* Stated task *
Copy the records below word for word, starting with the line that contains "Where can you find the woman's arm" and continuing through the end of the records. Leave out the pictures.

----- Record set

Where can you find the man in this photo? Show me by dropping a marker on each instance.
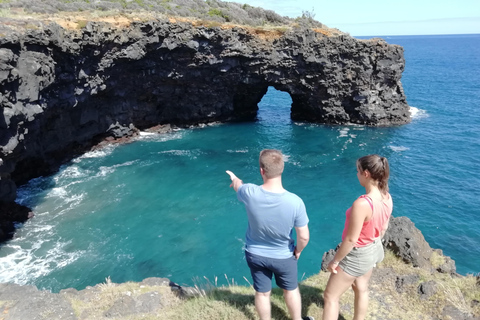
(269, 246)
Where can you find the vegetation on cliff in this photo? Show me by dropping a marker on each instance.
(213, 11)
(397, 291)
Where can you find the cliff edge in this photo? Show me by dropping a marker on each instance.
(413, 282)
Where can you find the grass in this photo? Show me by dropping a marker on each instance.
(78, 20)
(236, 302)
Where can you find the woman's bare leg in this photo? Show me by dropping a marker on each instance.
(360, 288)
(337, 284)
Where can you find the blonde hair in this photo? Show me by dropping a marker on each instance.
(271, 161)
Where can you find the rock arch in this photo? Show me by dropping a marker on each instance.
(62, 91)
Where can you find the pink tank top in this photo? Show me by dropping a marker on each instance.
(372, 229)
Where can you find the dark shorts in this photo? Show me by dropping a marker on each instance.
(262, 269)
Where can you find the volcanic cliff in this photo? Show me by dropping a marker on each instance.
(62, 91)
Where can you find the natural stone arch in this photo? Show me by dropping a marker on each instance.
(62, 91)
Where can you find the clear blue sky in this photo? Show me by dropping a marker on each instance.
(384, 17)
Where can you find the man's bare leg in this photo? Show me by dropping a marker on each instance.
(294, 303)
(262, 304)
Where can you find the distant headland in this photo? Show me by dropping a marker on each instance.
(64, 89)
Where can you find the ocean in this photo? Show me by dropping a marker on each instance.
(162, 207)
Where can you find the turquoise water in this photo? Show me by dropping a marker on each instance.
(162, 206)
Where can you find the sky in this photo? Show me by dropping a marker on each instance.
(384, 17)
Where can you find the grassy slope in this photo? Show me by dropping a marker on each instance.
(237, 302)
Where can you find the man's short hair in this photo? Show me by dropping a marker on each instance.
(271, 161)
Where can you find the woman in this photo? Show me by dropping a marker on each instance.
(361, 247)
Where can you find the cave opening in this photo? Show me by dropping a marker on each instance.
(275, 107)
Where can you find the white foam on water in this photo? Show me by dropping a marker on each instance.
(343, 132)
(22, 265)
(416, 113)
(398, 148)
(160, 137)
(70, 172)
(238, 151)
(100, 153)
(192, 154)
(104, 171)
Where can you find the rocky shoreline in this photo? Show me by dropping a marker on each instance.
(63, 91)
(148, 299)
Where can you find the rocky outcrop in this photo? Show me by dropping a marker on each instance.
(62, 91)
(408, 243)
(407, 293)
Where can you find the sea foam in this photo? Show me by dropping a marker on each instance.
(416, 113)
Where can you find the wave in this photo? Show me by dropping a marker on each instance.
(398, 148)
(238, 151)
(343, 132)
(161, 137)
(107, 170)
(416, 113)
(192, 154)
(100, 153)
(23, 265)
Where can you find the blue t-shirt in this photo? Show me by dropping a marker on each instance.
(271, 219)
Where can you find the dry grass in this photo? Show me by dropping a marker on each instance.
(236, 302)
(78, 20)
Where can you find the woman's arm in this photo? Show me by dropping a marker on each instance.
(360, 211)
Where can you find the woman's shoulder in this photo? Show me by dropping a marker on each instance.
(363, 202)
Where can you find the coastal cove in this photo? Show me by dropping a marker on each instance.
(120, 213)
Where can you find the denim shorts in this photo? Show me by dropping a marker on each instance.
(262, 269)
(360, 260)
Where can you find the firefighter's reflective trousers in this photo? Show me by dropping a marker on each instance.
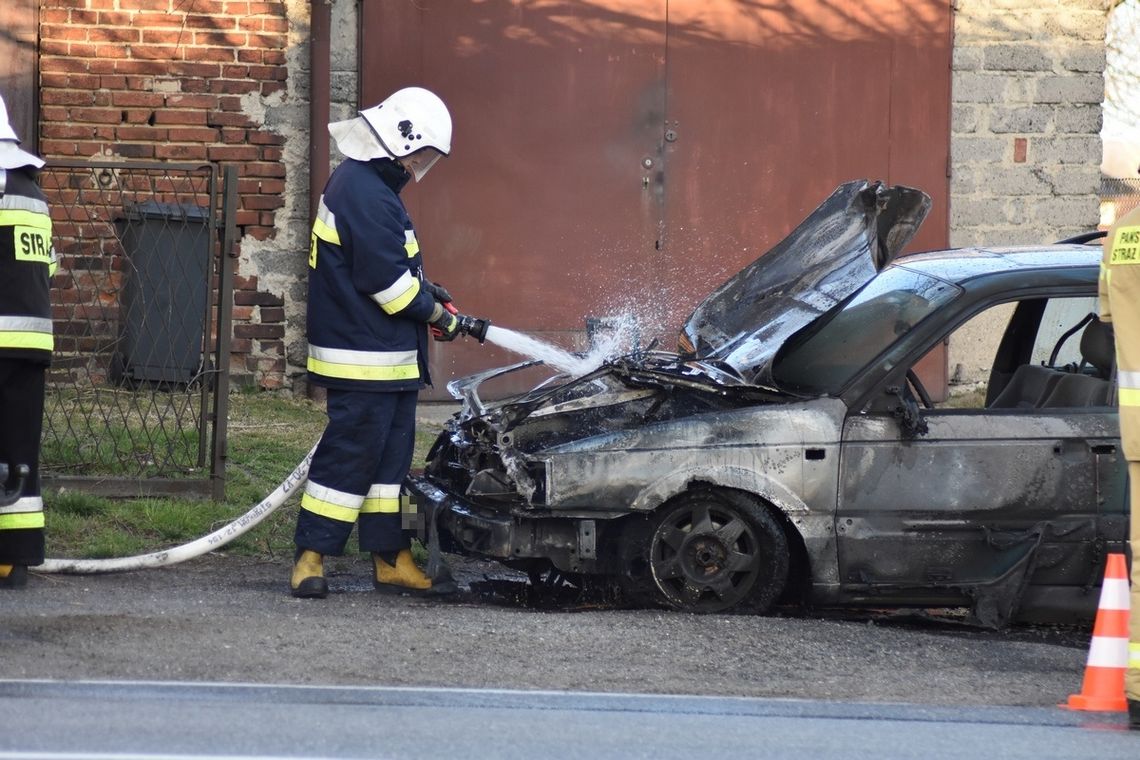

----------

* Expected answer *
Where can you find the woman's arm in this photo? Show me by dropping a marker on each instance.
(360, 211)
Where can you find the woman's shoulder in this photo? Show me by dropping a marker on each instance.
(363, 202)
Where can you find the coastal cove in this photo? Show me by dropping a marker on each instance.
(120, 213)
Where can you find the denim shorts in this photo? Show me by dropping a marker on each instance.
(262, 269)
(360, 260)
Where can you find the firefighter's reflective trousers in this photo? Show me by dropping a marker on each instance.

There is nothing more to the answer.